Text for analysis>
BEGIN

Blunted tools have brought us to the current impasse over teaching methods, curriculum, and standards.  We are besieged by crazy-making, historically incorrect specters of our own fully feeling, fully thinking selves: The modern artist as slipping Titan, the obsessive Faustian autodidact, the obsequious romantic lover, the miscegenating rootless cosmopolitan, the vindictive muckraker.  Their unpardonable sin is the bad news that uncontrollable curiosity and unbalanced temperaments have shoved in our faces: there are or may be class antagonisms that cannot be reconciled by conservative reform, i.e., by negotiation and adjustments that do not severely threaten the economic interests of ruling classes.  So the hyper-individualistic “materialistic” Jew is converted to “the [idealist] new historicism”and disappears into “community” as defined by others; the judenrein center finds itself ensconced in the administered state.[6]

1930s intellectuals sometimes called this condition fascism; today it is more benignly labeled ‘multiculturalism,’ and is touted as the remedy for prejudice, scapegoating, and intolerance.  As social policy its longevity has been guaranteed by state, foundation, and university funding.  To speak against it incites accusations of Right-wing racism and worse.  Don’t bother applying for a CPB grant or a job in public broadcasting if you disdain the multicultural narrative of world history as racial/ethnic conflict, the genocide and ecocide perpetrated by “white males” or “the West”–a sad story that new textbooks, curricula, and television or radio programs celebrating “diversity” will bring to a happy end.

Although “Left” and “Right” have been internally at loggerheads over this social policy, all parties agree that insurgent blacks, women, and gays of the New Left initiated and now preside over the new wave of reform.  Before that (the early 1970s), an unbroken, unchallenged master narrative of Western progress is said to have reigned in academe and the media.  For the hard Right, the narrative was rational, unified and benign; for the hard Left (including anti-imperialist whites, people of color, and women, but not materialists), the narrative was entirely malignant; for the “moderate” critics straddling both positions, the narrative was contradictory and ambiguous, but would be resynthesized with the vigorous new blood and perspectives of the hitherto excluded, the better to launch a really Enlightened non-Marxist New New Left.[7]

My work takes none of these idealist positions, but seeks to document some of the major thinkers and social movements that promoted cultural policies coinciding with their perceived class interests.  No materialist has publicized the history of multiculturalism or “identity politics,” a history which cannot be deciphered without recalling competing prewar definitions of fascism, protofascism, and antifascism.  Hence I reject as ideologically distorted previous attempts to periodize the culture wars.  I suspect that the media, publishing, and academe are structurally precluded from describing the origins of this dispute for fear of damage done to the reputations of most postwar “liberal” intellectuals, whether positioned on the Left, Right or Center.  Nobody wants to say he has been successful by conforming to pseudo-democratic institutions, in some ways indistinguishable from their analogs in Germany and Italy before 1945; nobody wants to admit he is suffering from a massive failure of nerve.

END

Your goal> Carry the passage on multiculturalism and the culture wars forward, starting right after its final sentence. The listing that comes next is drawn from a separate, unrelated source.

Dataset>
BEGIN

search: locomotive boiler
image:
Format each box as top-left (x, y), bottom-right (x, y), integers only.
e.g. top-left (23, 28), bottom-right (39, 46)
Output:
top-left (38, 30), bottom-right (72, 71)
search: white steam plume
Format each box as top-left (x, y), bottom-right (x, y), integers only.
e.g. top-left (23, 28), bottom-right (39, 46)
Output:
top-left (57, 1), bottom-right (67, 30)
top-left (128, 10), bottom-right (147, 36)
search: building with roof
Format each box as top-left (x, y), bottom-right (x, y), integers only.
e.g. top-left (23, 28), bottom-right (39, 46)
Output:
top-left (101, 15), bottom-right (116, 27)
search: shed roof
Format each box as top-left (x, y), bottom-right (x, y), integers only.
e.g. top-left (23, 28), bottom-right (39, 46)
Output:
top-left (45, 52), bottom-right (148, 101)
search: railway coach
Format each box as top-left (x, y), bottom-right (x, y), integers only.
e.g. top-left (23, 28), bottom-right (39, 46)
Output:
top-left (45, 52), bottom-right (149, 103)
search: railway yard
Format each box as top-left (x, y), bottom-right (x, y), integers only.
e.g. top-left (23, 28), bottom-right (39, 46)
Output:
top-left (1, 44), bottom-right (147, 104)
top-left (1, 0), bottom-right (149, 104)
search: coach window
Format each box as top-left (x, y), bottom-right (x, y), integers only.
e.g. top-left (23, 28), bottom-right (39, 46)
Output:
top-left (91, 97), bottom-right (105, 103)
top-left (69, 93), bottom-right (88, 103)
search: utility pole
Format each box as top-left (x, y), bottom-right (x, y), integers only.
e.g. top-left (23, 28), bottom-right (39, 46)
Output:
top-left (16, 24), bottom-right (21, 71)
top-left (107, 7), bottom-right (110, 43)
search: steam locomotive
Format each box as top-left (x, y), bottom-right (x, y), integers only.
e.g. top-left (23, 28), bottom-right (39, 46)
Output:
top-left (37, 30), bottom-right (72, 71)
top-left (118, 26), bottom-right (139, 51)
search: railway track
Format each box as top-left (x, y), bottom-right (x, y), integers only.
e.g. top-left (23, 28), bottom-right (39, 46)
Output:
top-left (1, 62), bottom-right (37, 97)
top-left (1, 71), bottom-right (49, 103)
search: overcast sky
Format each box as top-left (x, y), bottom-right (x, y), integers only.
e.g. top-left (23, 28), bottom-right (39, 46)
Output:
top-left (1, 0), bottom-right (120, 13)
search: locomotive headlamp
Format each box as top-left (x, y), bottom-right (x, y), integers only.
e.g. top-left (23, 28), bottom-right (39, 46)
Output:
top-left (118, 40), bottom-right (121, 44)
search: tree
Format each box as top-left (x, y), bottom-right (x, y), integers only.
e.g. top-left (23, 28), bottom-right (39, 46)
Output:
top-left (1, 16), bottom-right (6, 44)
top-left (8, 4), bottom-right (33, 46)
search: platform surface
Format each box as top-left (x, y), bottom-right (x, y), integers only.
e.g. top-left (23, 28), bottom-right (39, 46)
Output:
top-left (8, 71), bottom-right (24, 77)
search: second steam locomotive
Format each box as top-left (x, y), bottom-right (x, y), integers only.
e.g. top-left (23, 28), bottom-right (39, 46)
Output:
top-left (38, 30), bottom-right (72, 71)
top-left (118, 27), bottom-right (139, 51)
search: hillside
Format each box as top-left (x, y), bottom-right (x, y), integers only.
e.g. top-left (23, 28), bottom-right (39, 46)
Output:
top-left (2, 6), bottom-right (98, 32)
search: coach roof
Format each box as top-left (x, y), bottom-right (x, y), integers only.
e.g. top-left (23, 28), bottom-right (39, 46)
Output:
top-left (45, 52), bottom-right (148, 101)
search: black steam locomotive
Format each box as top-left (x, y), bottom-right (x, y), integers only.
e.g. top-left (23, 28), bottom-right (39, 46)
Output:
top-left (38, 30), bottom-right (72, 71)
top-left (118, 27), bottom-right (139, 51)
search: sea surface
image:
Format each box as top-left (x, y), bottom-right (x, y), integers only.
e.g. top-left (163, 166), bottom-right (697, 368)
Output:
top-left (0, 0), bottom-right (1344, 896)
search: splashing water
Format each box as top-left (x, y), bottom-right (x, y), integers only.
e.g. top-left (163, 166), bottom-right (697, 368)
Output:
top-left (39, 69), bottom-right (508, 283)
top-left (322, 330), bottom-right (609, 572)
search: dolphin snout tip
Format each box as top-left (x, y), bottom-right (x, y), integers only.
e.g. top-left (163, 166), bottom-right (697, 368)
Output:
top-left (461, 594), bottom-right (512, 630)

END

Result of the exercise>
CultureWarrior

     So-called multiculturalism is a reactionary ideological offensive that  confused individuals with groups and suppresses economic explanations for conflict and change in favor of cultural anthropological ones.[8]  As a manifestation of German Romanticism, it was an aesthetic theory buttressing a political structure: an irrationalist völkisch “aristo-democracy” (Herder).[9]  The German Romantics and their popularizers in England and America, men like Carlyle and Emerson, waved their supple poetic individuality, unique, yet imperceptibly diffused into race and nation and time itself as Schlegel had advised.  The aristo-democrats were the blooming correctives to the dessicating “mechanical” rationalism and universalism that had undergirded popular sovereignty for the seventeenth-century political theorist of constitutional democracy, John Locke.  In the eighteenth century, Piranesi would visualize this Lockean world in a series of engravings, his nightmarish urban spaces/prisons.  Lord Byron counterattacked with Lockean Prometheans, images of indomitable humanity: fatherless, yet kind, ameliorative and intellectually fortified.  In the later nineteenth century, Piranesi’s desolate, gigantic scenes of torture would reappear in James Thomson’s City of Dreadful Night, the City ruled by numeracy and literacy personified in Melencolia, the Queen patterned after both Dürer’s famous image of writer’s block, and George Eliot, Thomson’s contemporary, the realist novelist, author of Felix Holt, Radical.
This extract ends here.